### Texte donné
Les grands chamboulements provoqués par l’hyperactivité législative, réglementaire et directive du ministre de la Santé depuis 2014 ont une trame commune : une volonté ministérielle absolue de tout contrôler et de tout diriger. Les lois 10 et 20 sont des exemples probants de centralisation excessive qui sont loin, à ce jour, d’avoir eu un quelconque effet bénéfique. Au contraire, tous conviennent que ces lois autocratiques ont déstabilisé le réseau de la santé, suscité beaucoup d’incertitudes et surtout découragé beaucoup de professionnels de la santé pourtant extrêmement dévoués. Au lieu de prioriser les services aux patients en travaillant en collaboration avec les professionnels soignants et les gestionnaires locaux, le gouvernement a malheureusement fait le choix inédit de la confrontation et de la centralisation à tout prix.

### Entrées
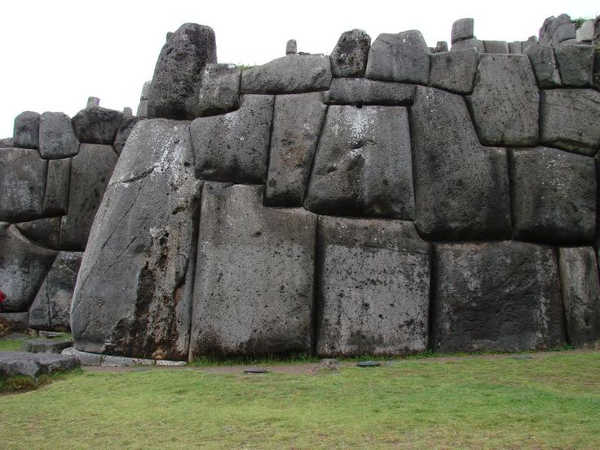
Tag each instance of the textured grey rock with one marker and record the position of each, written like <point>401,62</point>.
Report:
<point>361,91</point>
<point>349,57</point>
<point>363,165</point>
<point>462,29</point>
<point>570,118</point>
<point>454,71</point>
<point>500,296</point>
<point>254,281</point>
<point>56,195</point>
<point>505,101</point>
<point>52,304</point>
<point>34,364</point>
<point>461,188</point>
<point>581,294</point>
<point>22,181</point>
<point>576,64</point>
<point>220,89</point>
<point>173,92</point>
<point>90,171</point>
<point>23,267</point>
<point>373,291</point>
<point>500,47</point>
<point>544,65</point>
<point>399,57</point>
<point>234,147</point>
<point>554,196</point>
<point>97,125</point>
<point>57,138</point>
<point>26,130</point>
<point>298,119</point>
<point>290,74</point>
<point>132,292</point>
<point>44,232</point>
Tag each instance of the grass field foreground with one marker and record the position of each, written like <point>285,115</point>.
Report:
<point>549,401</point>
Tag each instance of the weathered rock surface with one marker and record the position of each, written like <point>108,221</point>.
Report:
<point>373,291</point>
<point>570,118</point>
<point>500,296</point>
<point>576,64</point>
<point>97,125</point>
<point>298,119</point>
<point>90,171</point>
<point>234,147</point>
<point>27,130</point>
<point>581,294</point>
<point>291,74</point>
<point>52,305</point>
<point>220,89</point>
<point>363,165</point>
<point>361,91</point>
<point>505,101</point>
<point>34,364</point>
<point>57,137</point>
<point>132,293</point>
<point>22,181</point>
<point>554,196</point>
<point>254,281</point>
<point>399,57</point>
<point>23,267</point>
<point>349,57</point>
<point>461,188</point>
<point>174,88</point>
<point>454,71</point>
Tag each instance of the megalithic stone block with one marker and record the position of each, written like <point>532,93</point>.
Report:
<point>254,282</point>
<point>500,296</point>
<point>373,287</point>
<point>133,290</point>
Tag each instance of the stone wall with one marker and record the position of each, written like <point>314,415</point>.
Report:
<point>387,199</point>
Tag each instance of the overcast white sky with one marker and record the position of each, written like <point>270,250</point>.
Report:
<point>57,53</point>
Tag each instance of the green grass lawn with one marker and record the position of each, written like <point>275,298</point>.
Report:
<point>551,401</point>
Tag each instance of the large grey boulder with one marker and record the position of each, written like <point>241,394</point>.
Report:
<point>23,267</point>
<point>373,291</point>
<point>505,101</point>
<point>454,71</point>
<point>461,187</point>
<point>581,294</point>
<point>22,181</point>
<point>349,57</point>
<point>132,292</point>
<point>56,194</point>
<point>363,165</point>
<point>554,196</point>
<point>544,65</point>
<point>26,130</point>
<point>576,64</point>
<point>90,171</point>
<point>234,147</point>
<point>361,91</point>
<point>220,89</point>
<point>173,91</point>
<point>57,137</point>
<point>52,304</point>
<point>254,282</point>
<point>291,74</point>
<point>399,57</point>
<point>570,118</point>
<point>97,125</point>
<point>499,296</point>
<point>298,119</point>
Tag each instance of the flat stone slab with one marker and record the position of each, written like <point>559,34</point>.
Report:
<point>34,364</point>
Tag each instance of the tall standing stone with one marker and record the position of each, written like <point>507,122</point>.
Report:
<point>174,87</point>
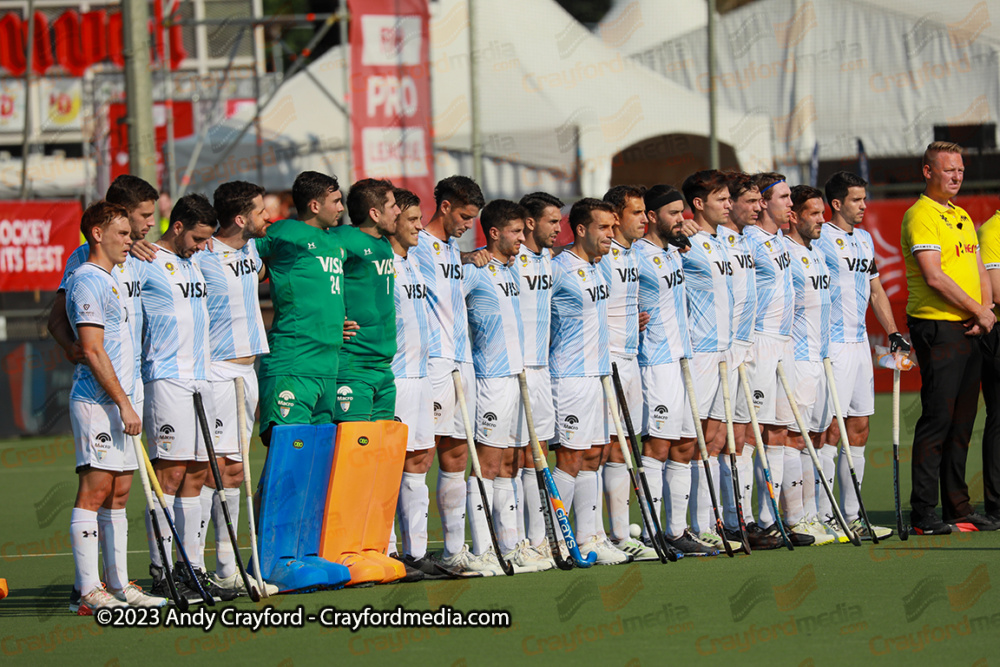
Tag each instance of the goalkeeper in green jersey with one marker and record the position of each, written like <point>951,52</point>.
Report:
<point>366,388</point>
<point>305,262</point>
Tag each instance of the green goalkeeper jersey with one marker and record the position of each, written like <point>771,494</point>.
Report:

### Consigne de travail A
En une à trois phrases, expliquez ce qui, selon le texte sur les réformes en santé, relie les grands chamboulements survenus depuis 2014.
### Consigne de travail B
Rédigez la suite du texte sur les réformes en santé, en partant de sa dernière phrase.
Les entrées n'ont aucun rapport avec le texte sur les réformes en santé.

### Réponse à l'exercice A
D'après le texte, ces chamboulements sont nés de l'hyperactivité législative, réglementaire et directive du ministre de la Santé. Ils partagent une trame commune : une volonté ministérielle absolue de tout contrôler et de tout diriger. Les lois 10 et 20 en sont présentées comme des exemples de centralisation excessive.

### Réponse à l'exercice B
Nous avons dénoncé à maintes reprises, au cours des dernières années, la façon de faire du gouvernement, qui a encore récidivé récemment avec le projet de loi no 130 et ses dispositions ayant trait aux nominations médicales et à l’octroi de privilèges en établissement. On parle ici d’une nouvelle initiative du gouvernement qui repose sur de fausses prémisses et qui, en soi, ne réglera aucun véritable problème. C’est d’autant plus vrai que les dispositions législatives actuelles offrent déjà aux établissements des options leur permettant d’arrimer l’offre de services médicaux à celle qui est souhaitée quand les ressources professionnelles et financières sont disponibles. Malheureusement, force est de constater que la soif de contrôle ministérielle semble encore l’emporter sur tout le reste. Si jamais ce projet de loi est adopté, la Fédération étudiera sans aucun doute toutes les options à sa disposition afin que les articles les plus indéfendables ne puissent jamais être appliqués. C’est le cas notamment de l’article 7 dont le but est de légaliser la volonté du ministre de rendre conditionnel le respect de certaines obligations hors établissement (ex. : prise en charge et suivi de patients) à l’octroi de privilèges en établissement.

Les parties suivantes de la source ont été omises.